-- Problem statement --
Please copy the data below word for word, starting with its first line and ending with the line containing "xmin=206 ymin=0 xmax=235 ymax=60", both included, and nothing beyond that.

━━━ Data section ━━━

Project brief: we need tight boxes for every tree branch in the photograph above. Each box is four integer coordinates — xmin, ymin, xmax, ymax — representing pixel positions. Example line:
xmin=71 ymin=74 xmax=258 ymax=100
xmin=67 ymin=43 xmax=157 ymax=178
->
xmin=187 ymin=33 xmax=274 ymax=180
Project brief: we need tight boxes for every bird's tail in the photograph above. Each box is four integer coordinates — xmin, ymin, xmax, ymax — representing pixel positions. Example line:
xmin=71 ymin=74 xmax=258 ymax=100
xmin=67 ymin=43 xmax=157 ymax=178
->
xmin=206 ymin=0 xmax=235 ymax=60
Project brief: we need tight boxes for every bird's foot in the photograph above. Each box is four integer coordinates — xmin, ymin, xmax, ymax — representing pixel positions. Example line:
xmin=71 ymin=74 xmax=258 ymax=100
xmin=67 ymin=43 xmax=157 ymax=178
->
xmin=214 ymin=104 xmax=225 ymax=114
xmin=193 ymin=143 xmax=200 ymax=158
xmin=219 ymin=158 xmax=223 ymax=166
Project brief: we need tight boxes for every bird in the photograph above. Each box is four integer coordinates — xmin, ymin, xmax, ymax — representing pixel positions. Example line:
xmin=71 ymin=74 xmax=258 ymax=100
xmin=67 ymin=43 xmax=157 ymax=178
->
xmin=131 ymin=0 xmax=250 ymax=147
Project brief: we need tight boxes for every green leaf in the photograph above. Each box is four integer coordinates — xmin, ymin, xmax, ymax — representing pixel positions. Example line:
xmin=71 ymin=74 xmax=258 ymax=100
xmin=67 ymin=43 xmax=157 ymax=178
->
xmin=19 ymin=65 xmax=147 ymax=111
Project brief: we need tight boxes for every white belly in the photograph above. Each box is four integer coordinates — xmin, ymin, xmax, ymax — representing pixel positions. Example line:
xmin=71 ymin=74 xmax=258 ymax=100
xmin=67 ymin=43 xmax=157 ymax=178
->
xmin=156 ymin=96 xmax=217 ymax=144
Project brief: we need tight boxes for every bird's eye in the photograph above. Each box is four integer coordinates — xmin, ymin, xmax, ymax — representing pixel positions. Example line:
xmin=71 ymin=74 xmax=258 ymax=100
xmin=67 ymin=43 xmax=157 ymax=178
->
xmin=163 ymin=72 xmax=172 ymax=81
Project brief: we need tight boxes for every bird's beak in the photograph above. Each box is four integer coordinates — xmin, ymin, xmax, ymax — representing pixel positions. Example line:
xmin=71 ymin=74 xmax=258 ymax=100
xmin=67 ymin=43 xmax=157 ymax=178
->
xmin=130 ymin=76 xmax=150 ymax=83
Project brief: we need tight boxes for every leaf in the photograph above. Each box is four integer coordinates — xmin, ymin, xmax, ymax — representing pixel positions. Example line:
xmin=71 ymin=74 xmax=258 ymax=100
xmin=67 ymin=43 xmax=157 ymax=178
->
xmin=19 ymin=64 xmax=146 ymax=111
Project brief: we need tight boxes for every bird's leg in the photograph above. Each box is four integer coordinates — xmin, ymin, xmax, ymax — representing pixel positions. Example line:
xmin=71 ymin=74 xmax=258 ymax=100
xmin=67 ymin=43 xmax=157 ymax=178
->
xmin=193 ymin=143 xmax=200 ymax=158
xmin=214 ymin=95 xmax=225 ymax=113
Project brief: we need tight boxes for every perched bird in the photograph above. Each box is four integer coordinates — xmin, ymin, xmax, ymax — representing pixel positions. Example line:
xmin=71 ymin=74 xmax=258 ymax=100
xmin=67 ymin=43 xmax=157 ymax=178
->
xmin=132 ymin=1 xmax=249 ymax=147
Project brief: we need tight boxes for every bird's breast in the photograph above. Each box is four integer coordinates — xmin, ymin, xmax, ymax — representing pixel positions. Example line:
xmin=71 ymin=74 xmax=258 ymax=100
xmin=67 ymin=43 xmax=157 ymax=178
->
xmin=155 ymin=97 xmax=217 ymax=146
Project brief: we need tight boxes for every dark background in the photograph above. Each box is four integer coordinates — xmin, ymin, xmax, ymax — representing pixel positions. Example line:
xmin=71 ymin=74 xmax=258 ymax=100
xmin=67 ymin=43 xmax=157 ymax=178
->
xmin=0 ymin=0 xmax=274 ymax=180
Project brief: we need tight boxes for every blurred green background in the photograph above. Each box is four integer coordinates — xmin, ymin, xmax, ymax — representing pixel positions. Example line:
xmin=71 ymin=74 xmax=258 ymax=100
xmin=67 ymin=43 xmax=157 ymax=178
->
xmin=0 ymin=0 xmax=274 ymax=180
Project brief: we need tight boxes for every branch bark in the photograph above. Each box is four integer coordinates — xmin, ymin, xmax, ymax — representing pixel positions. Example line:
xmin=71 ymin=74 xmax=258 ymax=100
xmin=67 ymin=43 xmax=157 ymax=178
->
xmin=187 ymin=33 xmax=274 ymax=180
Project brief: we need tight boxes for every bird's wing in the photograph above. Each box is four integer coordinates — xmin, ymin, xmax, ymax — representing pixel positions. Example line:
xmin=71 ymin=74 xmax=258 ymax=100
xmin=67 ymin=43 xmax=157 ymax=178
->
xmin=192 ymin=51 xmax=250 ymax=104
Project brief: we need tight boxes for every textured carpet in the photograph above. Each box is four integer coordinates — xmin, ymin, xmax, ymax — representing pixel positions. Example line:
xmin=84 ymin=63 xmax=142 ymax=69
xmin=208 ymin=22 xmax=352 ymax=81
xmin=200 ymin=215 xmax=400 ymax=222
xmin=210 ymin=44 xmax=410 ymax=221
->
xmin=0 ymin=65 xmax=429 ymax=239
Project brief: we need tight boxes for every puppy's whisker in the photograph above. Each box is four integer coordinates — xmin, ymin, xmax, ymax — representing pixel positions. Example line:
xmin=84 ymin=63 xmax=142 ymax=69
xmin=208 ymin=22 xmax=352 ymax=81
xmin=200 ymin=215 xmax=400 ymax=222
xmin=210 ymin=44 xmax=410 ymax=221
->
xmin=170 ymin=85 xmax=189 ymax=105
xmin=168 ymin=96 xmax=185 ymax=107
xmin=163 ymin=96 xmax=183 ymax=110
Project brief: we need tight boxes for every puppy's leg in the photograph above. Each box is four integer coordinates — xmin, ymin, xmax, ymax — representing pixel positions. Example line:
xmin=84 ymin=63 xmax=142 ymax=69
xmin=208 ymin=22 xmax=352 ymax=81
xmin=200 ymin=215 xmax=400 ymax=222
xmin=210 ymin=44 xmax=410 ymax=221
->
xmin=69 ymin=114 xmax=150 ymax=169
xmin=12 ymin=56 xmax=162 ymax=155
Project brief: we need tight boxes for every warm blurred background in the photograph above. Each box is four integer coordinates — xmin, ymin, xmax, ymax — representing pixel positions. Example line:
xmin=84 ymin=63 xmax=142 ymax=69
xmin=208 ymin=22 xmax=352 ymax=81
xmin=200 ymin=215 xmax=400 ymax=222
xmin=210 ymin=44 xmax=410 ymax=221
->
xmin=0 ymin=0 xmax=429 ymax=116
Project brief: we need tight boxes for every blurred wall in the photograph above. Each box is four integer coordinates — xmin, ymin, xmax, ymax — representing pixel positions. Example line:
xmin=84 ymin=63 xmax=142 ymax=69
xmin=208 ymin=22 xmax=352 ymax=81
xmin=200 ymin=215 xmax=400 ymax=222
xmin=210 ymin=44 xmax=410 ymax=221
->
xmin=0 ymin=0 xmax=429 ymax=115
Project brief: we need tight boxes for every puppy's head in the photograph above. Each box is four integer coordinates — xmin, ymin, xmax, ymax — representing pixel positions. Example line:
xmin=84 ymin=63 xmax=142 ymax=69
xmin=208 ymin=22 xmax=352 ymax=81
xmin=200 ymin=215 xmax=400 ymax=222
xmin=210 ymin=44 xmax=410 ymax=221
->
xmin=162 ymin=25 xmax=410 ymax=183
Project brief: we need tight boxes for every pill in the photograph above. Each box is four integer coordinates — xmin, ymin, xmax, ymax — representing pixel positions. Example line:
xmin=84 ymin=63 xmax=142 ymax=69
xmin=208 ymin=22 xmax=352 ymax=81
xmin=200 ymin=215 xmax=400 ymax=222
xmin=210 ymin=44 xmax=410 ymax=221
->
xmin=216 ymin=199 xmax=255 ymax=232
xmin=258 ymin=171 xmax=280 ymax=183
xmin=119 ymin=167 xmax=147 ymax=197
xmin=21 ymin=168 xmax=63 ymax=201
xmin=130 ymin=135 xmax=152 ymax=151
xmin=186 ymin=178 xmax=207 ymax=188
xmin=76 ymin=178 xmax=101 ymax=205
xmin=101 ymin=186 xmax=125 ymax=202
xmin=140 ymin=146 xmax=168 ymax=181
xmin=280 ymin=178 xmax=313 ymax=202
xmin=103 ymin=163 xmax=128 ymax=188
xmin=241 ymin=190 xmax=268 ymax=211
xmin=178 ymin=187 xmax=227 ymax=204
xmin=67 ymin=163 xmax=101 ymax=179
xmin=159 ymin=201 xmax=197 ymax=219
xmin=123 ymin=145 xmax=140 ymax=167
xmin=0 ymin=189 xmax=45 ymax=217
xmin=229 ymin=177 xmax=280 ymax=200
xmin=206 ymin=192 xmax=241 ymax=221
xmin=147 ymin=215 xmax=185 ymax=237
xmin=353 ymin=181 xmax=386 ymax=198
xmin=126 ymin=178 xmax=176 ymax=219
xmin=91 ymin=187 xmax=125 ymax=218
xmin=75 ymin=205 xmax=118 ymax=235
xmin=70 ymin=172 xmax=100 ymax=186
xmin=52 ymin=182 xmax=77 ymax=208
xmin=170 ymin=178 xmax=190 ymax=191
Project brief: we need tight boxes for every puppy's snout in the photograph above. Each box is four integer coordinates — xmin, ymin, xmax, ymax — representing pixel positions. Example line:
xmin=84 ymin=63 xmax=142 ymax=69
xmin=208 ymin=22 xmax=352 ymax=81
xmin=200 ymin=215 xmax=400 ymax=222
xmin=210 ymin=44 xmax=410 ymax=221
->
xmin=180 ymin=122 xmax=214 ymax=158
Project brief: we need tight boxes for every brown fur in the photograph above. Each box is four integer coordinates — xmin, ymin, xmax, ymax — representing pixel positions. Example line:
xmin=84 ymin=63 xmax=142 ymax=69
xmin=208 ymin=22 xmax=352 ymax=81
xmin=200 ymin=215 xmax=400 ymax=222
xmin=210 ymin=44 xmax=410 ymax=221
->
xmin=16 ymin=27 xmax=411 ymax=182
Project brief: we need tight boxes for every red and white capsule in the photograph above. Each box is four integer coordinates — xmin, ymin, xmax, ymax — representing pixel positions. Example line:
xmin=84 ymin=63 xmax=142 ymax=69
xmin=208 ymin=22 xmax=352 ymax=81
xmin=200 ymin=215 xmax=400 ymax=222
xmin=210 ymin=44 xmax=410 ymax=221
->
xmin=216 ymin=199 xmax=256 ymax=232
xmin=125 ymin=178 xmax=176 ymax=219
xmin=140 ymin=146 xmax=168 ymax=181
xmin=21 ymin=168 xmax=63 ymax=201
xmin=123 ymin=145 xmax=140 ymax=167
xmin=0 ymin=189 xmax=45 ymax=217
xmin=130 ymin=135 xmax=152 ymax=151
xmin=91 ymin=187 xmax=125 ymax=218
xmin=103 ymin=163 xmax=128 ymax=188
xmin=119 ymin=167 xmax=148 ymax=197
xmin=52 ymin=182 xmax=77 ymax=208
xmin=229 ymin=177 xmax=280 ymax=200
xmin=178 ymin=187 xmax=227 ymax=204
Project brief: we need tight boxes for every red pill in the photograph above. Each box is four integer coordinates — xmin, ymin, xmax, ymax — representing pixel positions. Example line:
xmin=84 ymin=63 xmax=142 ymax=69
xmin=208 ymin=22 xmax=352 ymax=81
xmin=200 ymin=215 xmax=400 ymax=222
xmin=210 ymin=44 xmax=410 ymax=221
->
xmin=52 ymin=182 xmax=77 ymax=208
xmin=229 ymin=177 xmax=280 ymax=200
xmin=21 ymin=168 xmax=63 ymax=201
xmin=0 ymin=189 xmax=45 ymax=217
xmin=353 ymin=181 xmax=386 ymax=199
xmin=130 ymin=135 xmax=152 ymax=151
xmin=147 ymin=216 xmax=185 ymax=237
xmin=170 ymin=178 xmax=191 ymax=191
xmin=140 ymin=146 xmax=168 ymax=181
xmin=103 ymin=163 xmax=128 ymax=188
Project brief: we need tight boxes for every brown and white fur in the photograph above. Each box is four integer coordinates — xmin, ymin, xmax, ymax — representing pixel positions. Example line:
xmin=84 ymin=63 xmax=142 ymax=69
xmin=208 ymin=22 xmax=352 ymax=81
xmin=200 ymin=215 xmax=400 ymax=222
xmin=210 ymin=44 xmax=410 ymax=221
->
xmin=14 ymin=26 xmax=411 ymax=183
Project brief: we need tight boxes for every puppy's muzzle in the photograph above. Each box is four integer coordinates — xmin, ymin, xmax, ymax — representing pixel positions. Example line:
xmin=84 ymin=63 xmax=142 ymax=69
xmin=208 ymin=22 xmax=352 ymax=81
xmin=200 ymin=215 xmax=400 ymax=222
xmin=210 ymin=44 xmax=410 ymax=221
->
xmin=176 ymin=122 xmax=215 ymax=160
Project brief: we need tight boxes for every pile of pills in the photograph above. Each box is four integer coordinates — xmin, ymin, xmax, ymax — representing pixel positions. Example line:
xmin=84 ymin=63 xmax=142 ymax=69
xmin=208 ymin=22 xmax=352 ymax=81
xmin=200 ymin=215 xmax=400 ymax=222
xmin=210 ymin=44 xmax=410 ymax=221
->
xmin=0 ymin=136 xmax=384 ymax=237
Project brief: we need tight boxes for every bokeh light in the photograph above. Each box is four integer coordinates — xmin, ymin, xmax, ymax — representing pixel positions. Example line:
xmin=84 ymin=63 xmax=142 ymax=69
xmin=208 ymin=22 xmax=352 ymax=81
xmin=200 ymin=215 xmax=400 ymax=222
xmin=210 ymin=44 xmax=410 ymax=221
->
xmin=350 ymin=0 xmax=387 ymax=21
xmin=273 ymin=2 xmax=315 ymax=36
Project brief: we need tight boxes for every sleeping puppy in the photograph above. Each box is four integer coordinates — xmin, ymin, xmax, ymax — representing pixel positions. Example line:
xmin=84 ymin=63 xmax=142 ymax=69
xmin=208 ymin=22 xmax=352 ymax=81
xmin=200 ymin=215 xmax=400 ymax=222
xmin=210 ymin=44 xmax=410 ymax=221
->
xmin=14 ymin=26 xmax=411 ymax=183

━━━

-- The response --
Project brief: we need tight boxes for every tree branch in the photograph above. Each box is four integer coordinates — xmin, ymin, xmax, ymax — representing pixel positions. Example line:
xmin=71 ymin=74 xmax=258 ymax=100
xmin=67 ymin=43 xmax=157 ymax=178
->
xmin=187 ymin=33 xmax=274 ymax=180
Project brief: we need tight boxes for every bird's tail in the photograph above. Each box is four integer coordinates — xmin, ymin, xmax, ymax — representing pixel positions. Example line:
xmin=71 ymin=74 xmax=258 ymax=100
xmin=67 ymin=43 xmax=157 ymax=178
->
xmin=206 ymin=0 xmax=235 ymax=60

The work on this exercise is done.